Exercise requirements :: Copy out all the entries exactly.

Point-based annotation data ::
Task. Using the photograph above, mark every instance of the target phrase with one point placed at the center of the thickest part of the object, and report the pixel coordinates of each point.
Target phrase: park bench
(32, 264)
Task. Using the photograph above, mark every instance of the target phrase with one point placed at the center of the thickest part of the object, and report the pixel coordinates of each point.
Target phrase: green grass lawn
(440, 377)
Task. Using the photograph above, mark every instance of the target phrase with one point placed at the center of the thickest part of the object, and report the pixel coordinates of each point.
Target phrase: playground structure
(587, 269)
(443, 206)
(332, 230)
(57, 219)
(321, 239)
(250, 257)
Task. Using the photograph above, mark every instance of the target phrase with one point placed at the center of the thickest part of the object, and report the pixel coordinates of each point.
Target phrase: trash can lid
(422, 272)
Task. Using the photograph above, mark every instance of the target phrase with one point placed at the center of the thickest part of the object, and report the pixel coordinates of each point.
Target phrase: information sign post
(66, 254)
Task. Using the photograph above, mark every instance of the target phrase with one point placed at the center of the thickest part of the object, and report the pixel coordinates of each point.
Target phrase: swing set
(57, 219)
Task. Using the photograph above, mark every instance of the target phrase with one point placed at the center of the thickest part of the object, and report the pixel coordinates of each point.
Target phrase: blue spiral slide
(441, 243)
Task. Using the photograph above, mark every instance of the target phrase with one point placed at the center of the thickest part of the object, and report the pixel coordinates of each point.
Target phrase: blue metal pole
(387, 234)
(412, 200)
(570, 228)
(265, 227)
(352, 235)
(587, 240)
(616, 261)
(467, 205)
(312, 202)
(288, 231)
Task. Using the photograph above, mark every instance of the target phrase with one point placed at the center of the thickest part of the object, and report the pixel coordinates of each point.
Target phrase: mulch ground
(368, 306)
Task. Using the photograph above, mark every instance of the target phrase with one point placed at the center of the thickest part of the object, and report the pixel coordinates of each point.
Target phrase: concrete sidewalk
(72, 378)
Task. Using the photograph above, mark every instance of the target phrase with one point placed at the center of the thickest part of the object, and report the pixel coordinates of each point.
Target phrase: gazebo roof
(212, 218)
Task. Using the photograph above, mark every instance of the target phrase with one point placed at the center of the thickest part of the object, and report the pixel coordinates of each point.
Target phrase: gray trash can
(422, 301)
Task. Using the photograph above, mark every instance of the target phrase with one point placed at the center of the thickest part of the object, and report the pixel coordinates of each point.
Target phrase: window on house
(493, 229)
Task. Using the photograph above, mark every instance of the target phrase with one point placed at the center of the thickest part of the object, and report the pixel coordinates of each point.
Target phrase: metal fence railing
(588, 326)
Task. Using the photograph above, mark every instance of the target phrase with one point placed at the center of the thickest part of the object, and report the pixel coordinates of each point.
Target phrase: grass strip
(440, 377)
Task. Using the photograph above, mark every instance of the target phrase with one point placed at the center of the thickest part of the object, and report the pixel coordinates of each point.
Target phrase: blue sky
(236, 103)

Expected answer ::
Task. Using the photograph above, mark every instance of the target phrase with one point placed at the center of the thickest part of the object, and report the pixel coordinates of each point.
Target phrase: park bench
(32, 264)
Task. Using the photograph above, mark every instance of the target phrase with one point placed at the center of the thickest part of the object, and report the pixel coordinates of each point.
Target phrase: green grass lawn
(440, 377)
Task. Using the photograph above, mark every instance of the target phrase with one point placed at the center of the thickest part of the object, and report the pixel coordinates of each point.
Target phrase: playground structure
(587, 269)
(443, 206)
(332, 230)
(57, 219)
(321, 239)
(250, 257)
Task. Using the photograph above, mark every instance of the target phrase with one point placed at the center of the thickest part of the object, and report the pixel coordinates of each point.
Target phrase: trash can lid
(422, 272)
Task. Using the photograph above, mark every instance of the target phrase with one point placed at the center of the thickest part of the object, and report the pixel coordinates of each point.
Target phrase: information sign post
(66, 254)
Task. Using the photograph above, mark every instance of the target phrase with one point placed at the center of the thickest part of the object, and report the pixel coordinates of each point.
Target phrase: swing set
(57, 219)
Task. Using the photograph above, mark every instance of the target phrase with one point placed at the center of the thickest part of the object, and report the pixel coordinates of each point.
Target phrase: blue spiral slide
(441, 243)
Task. Using the photograph above, mark every instance of the target phrase with one point placed at the center of the thickest part of the object, and report the pixel coordinates of each point.
Target phrase: blue metal pole
(387, 234)
(412, 200)
(570, 228)
(265, 227)
(352, 235)
(587, 240)
(616, 261)
(467, 205)
(312, 202)
(288, 231)
Task. Using the photograph above, mark every instance of the target phrase with one point placed at the center of the thickest part of the object, and report the pixel coordinates of each point.
Target phrase: mulch ground
(368, 306)
Task. Using the photograph above, mark every instance of the target phrase with one point placed at the center of the thickest part of the object, and report the pixel coordinates of each point.
Target phrase: concrete sidewalk
(72, 378)
Task. Using the photograph above, mark every instance of the target phrase with one point placed at the center of the thickest part of the object, and report the pixel coordinates of each point.
Target phrase: gazebo roof
(212, 218)
Task. Using the photograph above, mark every instance of the target phrase with one point placed at the center of the thickest part of the object, and report the pixel coordinates of each point.
Target phrase: gray trash can
(422, 301)
Task. Using the photograph above, mark every instance of the target phrase with one point placed at the center of the thickest part of the object, and report the pixel coordinates of each point.
Target phrase: window on house
(493, 229)
Task. Using the photograph above, mark every instance of the target phrase with one point placed at the center of the thickest part of the object, and report the pixel coordinates of each point.
Target phrase: metal fence railing
(588, 326)
Task. Using the photograph above, mark every instance of the target phrase with one point placed at the center of the thickest part of the object, and report the pixel coordinates of each point.
Target phrase: grass strip
(440, 377)
Task. Using the photograph above, mark every instance of the target phrase with one point placed at the center of the thickest part of the object, and report the pixel coordinates of each point.
Target phrase: blue sky
(236, 103)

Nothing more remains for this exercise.